WHAT IS NEEDED >>
Where an entry contains an image, leave the image out; restate everything else exactly.

(DATA SHOWN)

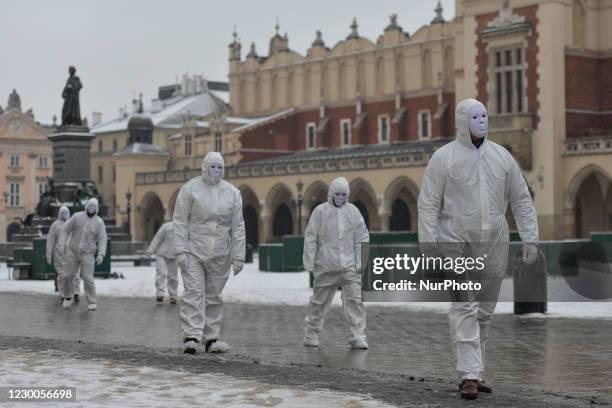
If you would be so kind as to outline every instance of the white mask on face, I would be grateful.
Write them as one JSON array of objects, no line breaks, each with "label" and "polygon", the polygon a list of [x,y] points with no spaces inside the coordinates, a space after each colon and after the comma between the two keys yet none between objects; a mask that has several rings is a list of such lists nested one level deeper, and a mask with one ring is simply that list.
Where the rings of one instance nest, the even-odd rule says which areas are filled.
[{"label": "white mask on face", "polygon": [[469,128],[470,133],[478,139],[482,139],[487,135],[489,131],[489,115],[484,106],[478,105],[470,109]]},{"label": "white mask on face", "polygon": [[334,205],[336,207],[342,207],[346,203],[346,193],[335,193],[334,194]]},{"label": "white mask on face", "polygon": [[90,217],[93,217],[94,215],[96,215],[96,207],[93,205],[88,206],[87,215],[89,215]]},{"label": "white mask on face", "polygon": [[208,166],[208,175],[213,181],[218,182],[223,177],[223,166],[220,164],[211,164]]}]

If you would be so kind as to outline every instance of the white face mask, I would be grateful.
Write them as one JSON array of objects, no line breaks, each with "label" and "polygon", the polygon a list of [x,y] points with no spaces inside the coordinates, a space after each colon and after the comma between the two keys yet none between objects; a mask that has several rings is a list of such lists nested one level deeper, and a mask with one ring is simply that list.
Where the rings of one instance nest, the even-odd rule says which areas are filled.
[{"label": "white face mask", "polygon": [[60,211],[58,218],[62,221],[66,221],[68,218],[70,218],[70,211]]},{"label": "white face mask", "polygon": [[94,215],[96,215],[96,207],[93,205],[88,206],[87,215],[89,215],[90,217],[93,217]]},{"label": "white face mask", "polygon": [[342,207],[346,203],[346,193],[335,193],[334,194],[334,205],[336,207]]},{"label": "white face mask", "polygon": [[489,115],[484,106],[478,105],[470,109],[469,128],[470,133],[478,139],[482,139],[487,135],[489,131]]},{"label": "white face mask", "polygon": [[223,178],[223,166],[220,164],[211,164],[208,166],[208,175],[213,181],[218,182]]}]

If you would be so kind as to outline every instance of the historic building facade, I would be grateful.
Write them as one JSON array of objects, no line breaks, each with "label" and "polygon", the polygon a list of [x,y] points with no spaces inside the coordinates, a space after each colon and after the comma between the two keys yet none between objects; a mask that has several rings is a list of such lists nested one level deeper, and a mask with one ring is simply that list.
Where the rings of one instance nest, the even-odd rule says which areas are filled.
[{"label": "historic building facade", "polygon": [[53,175],[53,152],[47,139],[52,126],[34,120],[32,110],[22,112],[13,90],[6,109],[0,107],[0,241],[10,241],[21,223],[34,213],[47,177]]},{"label": "historic building facade", "polygon": [[[456,0],[452,19],[440,7],[432,17],[407,33],[392,15],[375,41],[354,20],[331,47],[317,32],[303,55],[278,29],[267,55],[251,45],[243,57],[234,36],[231,111],[190,126],[201,153],[223,152],[251,243],[303,230],[339,175],[370,229],[415,230],[425,166],[467,97],[485,103],[491,139],[521,164],[543,239],[612,229],[612,0]],[[170,161],[189,169],[166,159],[133,177],[136,231],[153,213],[171,218],[200,172],[194,147],[167,139]]]}]

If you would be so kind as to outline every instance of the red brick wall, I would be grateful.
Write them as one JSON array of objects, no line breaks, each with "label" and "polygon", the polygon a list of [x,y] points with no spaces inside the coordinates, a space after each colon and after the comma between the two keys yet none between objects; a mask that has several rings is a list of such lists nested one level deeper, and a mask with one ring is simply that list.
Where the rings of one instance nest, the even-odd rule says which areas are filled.
[{"label": "red brick wall", "polygon": [[599,81],[601,109],[612,110],[612,58],[599,60]]},{"label": "red brick wall", "polygon": [[[428,109],[431,113],[431,132],[434,138],[454,136],[455,95],[454,93],[447,93],[444,94],[443,99],[449,106],[442,118],[436,120],[434,115],[438,106],[435,95],[403,98],[401,106],[406,108],[406,114],[402,126],[391,125],[391,121],[395,116],[394,100],[364,103],[362,109],[363,112],[367,113],[367,119],[362,124],[361,129],[352,128],[357,118],[355,105],[326,108],[325,114],[329,116],[330,122],[324,132],[317,131],[317,147],[337,148],[342,145],[340,129],[340,121],[342,119],[351,120],[352,144],[377,144],[378,116],[384,114],[389,116],[390,139],[392,142],[398,140],[418,140],[418,112],[425,109]],[[319,126],[319,109],[299,111],[288,117],[248,130],[241,136],[242,147],[245,149],[305,150],[306,125],[310,122],[314,122],[317,127]],[[278,154],[272,152],[244,152],[242,154],[242,161],[256,160],[275,155]]]},{"label": "red brick wall", "polygon": [[294,134],[295,121],[290,116],[245,132],[240,141],[247,149],[294,150],[291,144]]},{"label": "red brick wall", "polygon": [[565,57],[565,106],[569,109],[599,110],[599,60]]},{"label": "red brick wall", "polygon": [[[612,58],[565,57],[565,106],[595,112],[612,110]],[[612,114],[566,113],[566,137],[612,133]]]},{"label": "red brick wall", "polygon": [[[538,6],[527,6],[513,9],[514,14],[525,17],[525,19],[531,22],[531,35],[527,37],[527,49],[525,52],[525,61],[527,62],[527,72],[525,76],[527,78],[527,110],[533,113],[534,116],[534,128],[538,128],[540,118],[538,111],[540,110],[540,102],[538,100],[538,37],[539,37],[539,20],[538,20]],[[487,93],[487,82],[489,80],[488,69],[489,60],[486,53],[486,44],[480,38],[480,31],[487,26],[487,23],[497,17],[499,13],[486,13],[476,16],[476,35],[478,40],[476,41],[476,66],[478,70],[477,76],[477,99],[485,105],[489,101],[489,95]]]}]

(End DATA SHOWN)

REPLY >>
If you would be so kind as to outline every instance of the white mask on face, I would be grateful.
Write them as one JSON array of objects, no line breaks, each with "label" and "polygon", the polygon a list of [x,y] points with no spaces inside the coordinates, a space after each colon and after the comma between the two keys yet none between objects; a mask that has several rings is a list of such lists nested one level deeper, and a mask with one ring is simply that list.
Where the rings of one instance nest, the even-odd rule says which areas are filled.
[{"label": "white mask on face", "polygon": [[469,128],[470,133],[478,139],[482,139],[487,135],[489,131],[489,115],[484,106],[478,105],[470,109]]},{"label": "white mask on face", "polygon": [[334,205],[336,207],[342,207],[346,203],[346,193],[335,193],[334,194]]},{"label": "white mask on face", "polygon": [[90,217],[93,217],[94,215],[96,215],[96,207],[93,205],[88,206],[87,215],[89,215]]},{"label": "white mask on face", "polygon": [[208,166],[208,175],[213,181],[218,182],[223,177],[223,166],[220,164],[211,164]]}]

If you would be so kind as to outline every instance of the white face mask, I would be grateful.
Write them as one JSON array of objects, no line breaks, each with "label" and "polygon", the polygon a list of [x,y] points with no spaces inside the coordinates, a space after each colon and after the comma between the two keys yet none between objects; a mask that has several rings is a list of such lists nested one level deeper, and a mask with one ring is simply that list.
Where the rings of one instance nest, the even-odd rule says which areas are filled.
[{"label": "white face mask", "polygon": [[60,211],[58,218],[62,221],[66,221],[68,218],[70,218],[70,211]]},{"label": "white face mask", "polygon": [[94,215],[96,215],[96,207],[93,205],[88,206],[87,215],[89,215],[90,217],[93,217]]},{"label": "white face mask", "polygon": [[342,207],[346,203],[346,193],[335,193],[334,194],[334,205],[336,207]]},{"label": "white face mask", "polygon": [[489,115],[484,106],[478,105],[470,109],[469,128],[470,133],[478,139],[482,139],[487,135],[489,131]]},{"label": "white face mask", "polygon": [[223,178],[223,166],[220,164],[211,164],[208,166],[208,175],[213,181],[218,182]]}]

If you would be so kind as to outline every instance of the historic building facade, I would be grateful.
Write them as one JSON array of objects, no line breaks, each with "label" and "polygon", the polygon a list of [x,y] points with no spaces inside the coordinates, a space after each colon and after the comma between the two keys yet none between objects; a mask that has several rings is a list of such lists nested one level deeper, and a mask with one ring is simply that list.
Where the rings of one instance nest, the even-odd rule says which areas are filled.
[{"label": "historic building facade", "polygon": [[53,175],[53,152],[47,139],[52,126],[34,120],[32,110],[22,112],[13,90],[6,109],[0,107],[0,241],[10,241],[21,223],[34,213],[47,177]]},{"label": "historic building facade", "polygon": [[[456,0],[452,19],[440,7],[432,17],[407,33],[392,15],[375,41],[354,20],[331,47],[317,32],[303,55],[278,29],[267,55],[251,45],[243,57],[234,36],[231,111],[190,126],[201,153],[223,152],[251,243],[303,230],[339,175],[370,229],[415,230],[425,166],[467,97],[485,103],[491,139],[521,164],[543,239],[612,229],[612,0]],[[170,161],[189,169],[166,159],[133,177],[136,231],[153,213],[171,218],[200,172],[194,147],[167,139]]]}]

If you would be so kind as to outline every instance of the red brick wall, I would be grateful.
Write them as one JSON array of objects, no line breaks, each with "label" and "polygon", the polygon a list of [x,y] points with no spaces inside the coordinates, a space after each colon and after the comma between the two keys yet none between objects; a mask that has several rings is a list of such lists nested one level deeper, and a mask with one ring is simply that list.
Where the rings of one instance nest, the even-odd rule says which areas are filled.
[{"label": "red brick wall", "polygon": [[599,81],[601,109],[612,110],[612,58],[599,60]]},{"label": "red brick wall", "polygon": [[[428,109],[431,113],[431,132],[434,138],[454,136],[455,95],[454,93],[447,93],[444,94],[443,99],[449,106],[442,118],[436,120],[434,115],[438,106],[435,95],[403,98],[401,106],[406,108],[406,114],[402,126],[391,125],[391,121],[395,116],[394,100],[364,103],[362,109],[363,112],[367,113],[367,119],[362,124],[361,129],[352,128],[357,118],[355,105],[326,108],[325,114],[329,116],[330,122],[324,132],[317,131],[317,147],[337,148],[342,145],[340,129],[340,121],[342,119],[351,120],[352,144],[377,144],[378,116],[384,114],[389,116],[390,139],[392,142],[398,140],[418,140],[418,112],[425,109]],[[319,126],[319,109],[299,111],[288,117],[248,130],[241,136],[242,147],[245,149],[305,150],[306,125],[310,122],[314,122],[317,127]],[[278,154],[272,152],[244,152],[242,154],[242,161],[256,160],[275,155]]]},{"label": "red brick wall", "polygon": [[294,134],[295,121],[290,116],[245,132],[240,141],[247,149],[294,150],[291,144]]},{"label": "red brick wall", "polygon": [[565,57],[565,106],[569,109],[599,110],[599,60]]},{"label": "red brick wall", "polygon": [[[612,58],[565,57],[565,106],[595,112],[612,110]],[[612,114],[566,113],[566,137],[612,133]]]},{"label": "red brick wall", "polygon": [[[538,6],[527,6],[513,9],[514,14],[525,17],[525,19],[531,22],[531,35],[527,37],[527,49],[525,52],[525,61],[527,62],[527,72],[525,76],[527,78],[527,110],[533,113],[534,116],[534,128],[538,128],[540,118],[538,111],[540,110],[540,102],[538,100],[538,37],[539,37],[539,20],[538,20]],[[487,93],[487,82],[489,80],[488,69],[489,60],[486,53],[486,44],[480,38],[480,31],[487,26],[487,23],[497,17],[499,13],[486,13],[476,16],[476,35],[478,40],[476,41],[476,66],[478,70],[477,76],[477,99],[485,105],[489,101],[489,95]]]}]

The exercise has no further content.